(Activity):
Output all the data exactly. Pictures do not belong in the copy.

(Data for the task):
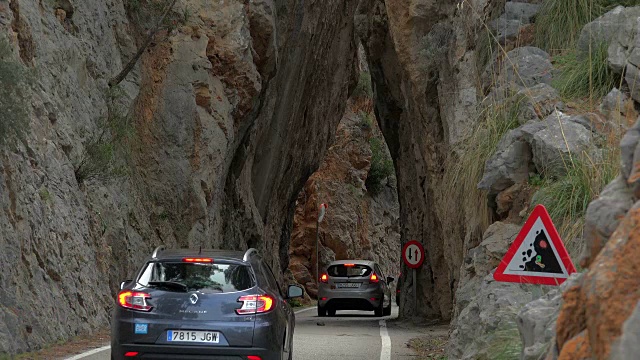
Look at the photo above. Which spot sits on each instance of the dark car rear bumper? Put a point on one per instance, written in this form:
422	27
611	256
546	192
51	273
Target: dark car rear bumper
150	351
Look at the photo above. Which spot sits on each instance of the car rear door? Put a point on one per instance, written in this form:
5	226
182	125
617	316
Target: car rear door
349	277
206	306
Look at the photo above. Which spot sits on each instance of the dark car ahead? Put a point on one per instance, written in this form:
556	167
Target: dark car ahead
187	304
354	285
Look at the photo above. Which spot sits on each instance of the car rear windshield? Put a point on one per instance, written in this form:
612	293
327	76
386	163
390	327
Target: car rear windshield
181	276
349	270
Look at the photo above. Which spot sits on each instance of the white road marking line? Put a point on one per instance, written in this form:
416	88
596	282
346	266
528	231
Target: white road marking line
95	351
89	353
303	310
385	351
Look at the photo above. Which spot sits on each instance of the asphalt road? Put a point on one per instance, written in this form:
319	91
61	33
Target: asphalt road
348	335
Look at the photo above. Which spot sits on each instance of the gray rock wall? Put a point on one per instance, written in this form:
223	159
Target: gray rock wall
232	111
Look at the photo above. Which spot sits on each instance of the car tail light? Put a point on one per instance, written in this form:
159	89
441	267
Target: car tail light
197	260
134	300
255	304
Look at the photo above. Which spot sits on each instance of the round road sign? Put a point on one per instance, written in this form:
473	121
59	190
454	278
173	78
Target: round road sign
413	254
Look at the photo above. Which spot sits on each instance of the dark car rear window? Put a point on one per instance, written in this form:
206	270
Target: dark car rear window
197	276
349	271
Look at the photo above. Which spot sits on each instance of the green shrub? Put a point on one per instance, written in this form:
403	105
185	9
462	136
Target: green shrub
381	166
568	197
590	76
464	170
108	149
559	22
14	118
363	89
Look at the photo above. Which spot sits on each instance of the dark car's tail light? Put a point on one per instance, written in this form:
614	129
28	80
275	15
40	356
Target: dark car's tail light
134	300
255	304
197	260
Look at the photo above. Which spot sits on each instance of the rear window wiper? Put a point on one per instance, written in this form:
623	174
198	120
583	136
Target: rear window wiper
170	284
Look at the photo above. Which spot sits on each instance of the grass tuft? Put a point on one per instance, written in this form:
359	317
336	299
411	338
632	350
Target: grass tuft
589	77
14	117
560	21
567	198
463	172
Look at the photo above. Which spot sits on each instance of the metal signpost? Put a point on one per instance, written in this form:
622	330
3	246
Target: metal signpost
413	256
321	211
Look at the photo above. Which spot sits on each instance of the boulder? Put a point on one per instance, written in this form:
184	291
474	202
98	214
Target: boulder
538	102
603	217
555	141
537	320
510	164
628	345
487	325
600	31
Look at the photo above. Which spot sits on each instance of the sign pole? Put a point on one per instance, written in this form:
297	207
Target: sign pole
415	293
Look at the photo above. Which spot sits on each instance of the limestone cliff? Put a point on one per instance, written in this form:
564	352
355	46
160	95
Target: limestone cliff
228	112
360	223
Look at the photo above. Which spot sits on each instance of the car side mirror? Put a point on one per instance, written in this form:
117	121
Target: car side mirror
294	291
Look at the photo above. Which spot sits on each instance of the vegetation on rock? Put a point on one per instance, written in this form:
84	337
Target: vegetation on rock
14	118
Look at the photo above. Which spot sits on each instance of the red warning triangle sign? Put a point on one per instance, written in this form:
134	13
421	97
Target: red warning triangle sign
537	256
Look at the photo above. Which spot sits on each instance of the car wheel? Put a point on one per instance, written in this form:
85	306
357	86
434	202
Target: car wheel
387	310
379	311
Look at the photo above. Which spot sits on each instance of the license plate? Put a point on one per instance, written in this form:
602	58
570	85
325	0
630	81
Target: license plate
347	285
211	337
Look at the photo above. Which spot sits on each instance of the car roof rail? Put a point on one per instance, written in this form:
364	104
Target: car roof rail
249	253
157	251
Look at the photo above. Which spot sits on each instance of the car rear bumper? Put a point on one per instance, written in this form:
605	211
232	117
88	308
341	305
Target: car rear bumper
165	352
350	300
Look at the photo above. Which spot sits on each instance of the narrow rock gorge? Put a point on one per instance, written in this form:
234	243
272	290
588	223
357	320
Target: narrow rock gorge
440	121
207	142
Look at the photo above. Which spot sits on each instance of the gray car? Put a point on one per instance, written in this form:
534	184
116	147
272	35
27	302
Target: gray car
354	285
191	304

(Answer section):
Look at the photo above. Which spot sits on each instance of the dark car rear bumper? Put a point on one per instance, written in this form:
422	27
611	256
546	192
51	273
Target: dark car rear bumper
150	351
Look at the photo above. Which spot sits on each instance of the car rear door? Put a point on one per instance, written in this form:
5	226
182	125
617	316
Target: car rear door
349	277
206	306
Look at the photo above. Which spot sits on each instance of the dark car ahead? Put a point on one per instance, written in this form:
556	167
Target: dark car ahead
187	304
354	285
Look at the photo above. Which spot sits on each instance of the car rear windshield? Put a point on one per instance, written in this form:
612	293
327	76
386	163
390	327
Target: car rear windshield
181	276
349	270
Look at the photo above. Which spot sits on each instance of the white road marking line? Put a point on one per instance, written in this form:
416	88
596	282
346	266
528	231
Target: white road marking line
95	351
89	353
303	310
385	351
Look at the photo above. Which spot sits on each instance of the asphalt road? Put a point on one per instance, written in this form:
319	91
61	33
Target: asphalt road
348	335
Look at the photo above. Which spot sits on each instance of the gray rock wall? Put a point on one per instance, written in this form:
223	159
Target: gray rock wall
232	111
Look at the photo above. Which spot sits on each instance of the car tail light? Put a point on one per instance, written in this form:
159	89
441	267
Target: car tail light
197	260
134	300
255	304
Look at the photo above. Which spot sits on each instance of the round road sign? Put a point on one per instance, written in this form:
473	121
59	190
454	278
173	78
Target: round road sign
413	254
Look at the photo above. Which spot sits on each instance of the dark car rear window? Put a point on one per instance, written in this form:
206	270
Target: dark car rear window
197	276
349	271
Look at the photo above. Which spot sits on each instance of the green shrub? Put a point on one per instance, written in this form:
403	105
185	9
462	136
Target: green shrub
381	166
568	197
590	76
464	170
108	149
559	22
14	118
363	89
Look at the photo above. Which spot sits on each instance of the dark car's tail light? Put a point on one per instance, written in this form:
614	129
28	80
275	15
40	356
Target: dark car's tail light
134	300
255	304
197	260
Look at the photo above. Which spot sits on each instance of the rear window wiper? Put a point on one per instance, written in this form:
623	174
198	120
583	136
Target: rear window wiper
170	284
Look at the photo above. Which spot sits on each instance of the grass tuft? Put a point on one per instance, written in this form:
359	317
336	299
411	338
632	350
Target: grass tuft
589	77
14	117
560	21
567	198
463	172
Look at the photo above. Which spot sits on each instance of the metal signpost? Put a point on one per instance, written in this form:
622	330
3	246
Target: metal signpost
413	256
321	211
Look at the photo above. Which spot sits on each instance of the boulder? Put a point on one per instance, written in this form:
184	291
474	202
98	214
Target: boulder
538	102
603	217
555	141
537	320
510	164
628	345
487	325
600	31
Look at the photo above. Which spot sits on each instance of the sign pole? Put a point on one per instance, written in this form:
297	207
Target: sign pole
415	293
Look at the photo above. Which spot sits on each instance of the limestone cliff? Put a point on one per instance, written in this form:
564	352
355	46
160	95
Target: limestone cliff
228	112
360	223
Look at the photo above. Which spot sits on each instance of the car side mirror? Put a point on one per instance, written in this form:
117	121
Target: car side mirror
294	291
Look at the photo above. Which spot sits on each instance of the vegetation on rock? Put a point on one per instance, written in this form:
84	337
Target: vegetation on rock
14	118
Look at the photo above. Which spot sits on each instance of the red warning triangle sign? Put a point on one per instance, written in this form:
134	13
421	97
Target: red warning triangle sign
537	256
Look at the photo above. Which spot sits on each instance of the car wheel? Put a point on one per instance, written in this form:
85	306
357	86
434	202
Target: car wheel
387	310
379	311
Look at the photo above. Which spot sits on each instance of the license plate? Put a point on one per instance, written in this form:
602	58
570	85
325	0
630	81
Target: license plate
347	285
211	337
Look at the photo above. Which spot sits on each instance of the car roof rail? Put a point on one per instance, written in this form:
364	104
Target: car roof rail
249	253
157	251
Look at the photo above. Which spot sits on each instance of the car rear bumper? Put a point on one per instance, written in this form:
605	211
232	117
88	308
341	305
Target: car rear bumper
165	352
350	300
Look at the photo above. Which spot sits on each instance of the narrow rock gorge? Put a point on one per instance, written in this form:
234	243
272	290
588	223
357	320
Target: narrow rock gorge
440	121
207	142
Look at the photo above. Which spot sits on each instance of the gray car? Put a point on one per instance, written in this form:
534	184
116	147
272	35
27	302
Target: gray car
354	285
191	304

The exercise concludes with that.